--- DATA SUPPLIED Enclosed Below ---
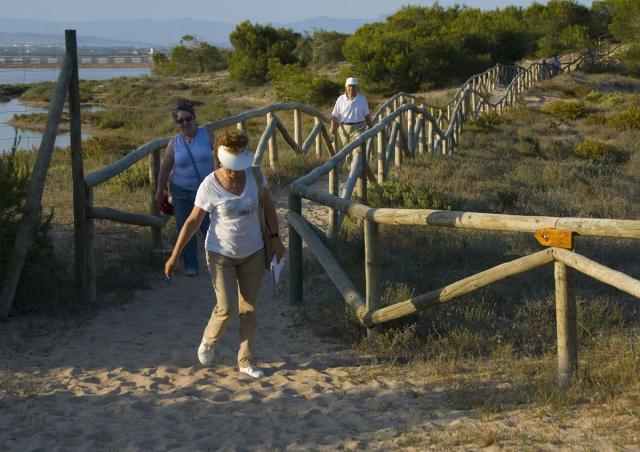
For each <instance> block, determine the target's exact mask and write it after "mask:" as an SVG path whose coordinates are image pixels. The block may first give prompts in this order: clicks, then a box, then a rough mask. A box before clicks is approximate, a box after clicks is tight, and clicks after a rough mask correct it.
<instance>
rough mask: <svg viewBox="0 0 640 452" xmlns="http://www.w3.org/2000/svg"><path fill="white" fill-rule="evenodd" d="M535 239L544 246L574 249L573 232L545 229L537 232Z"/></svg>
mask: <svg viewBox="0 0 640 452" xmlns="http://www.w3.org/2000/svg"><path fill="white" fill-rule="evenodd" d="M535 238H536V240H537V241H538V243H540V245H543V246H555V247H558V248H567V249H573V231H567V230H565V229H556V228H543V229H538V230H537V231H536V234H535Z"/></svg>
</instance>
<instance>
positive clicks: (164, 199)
--- End of Enclosed DATA SUPPLIED ---
REQUIREMENT> Copy out every line of the records above character for character, omitting the pictures.

SOLUTION>
For each <instance> block, determine the target's exact mask and write it after "mask:" as an SVG path whose coordinates are image pixels. The block may first give prompts in this order: clicks, then a box, then a rough mask. A box before clicks is approximate, a box after clicks is tight, and clicks after a rough mask correct it.
<instance>
rough mask: <svg viewBox="0 0 640 452" xmlns="http://www.w3.org/2000/svg"><path fill="white" fill-rule="evenodd" d="M535 239L544 246L574 249L573 232L545 229L537 232Z"/></svg>
mask: <svg viewBox="0 0 640 452" xmlns="http://www.w3.org/2000/svg"><path fill="white" fill-rule="evenodd" d="M535 238H536V240H537V241H538V243H540V245H543V246H555V247H558V248H567V249H573V231H567V230H565V229H556V228H543V229H538V230H537V231H536V234H535Z"/></svg>
</instance>
<instance>
positive clicks: (164, 199)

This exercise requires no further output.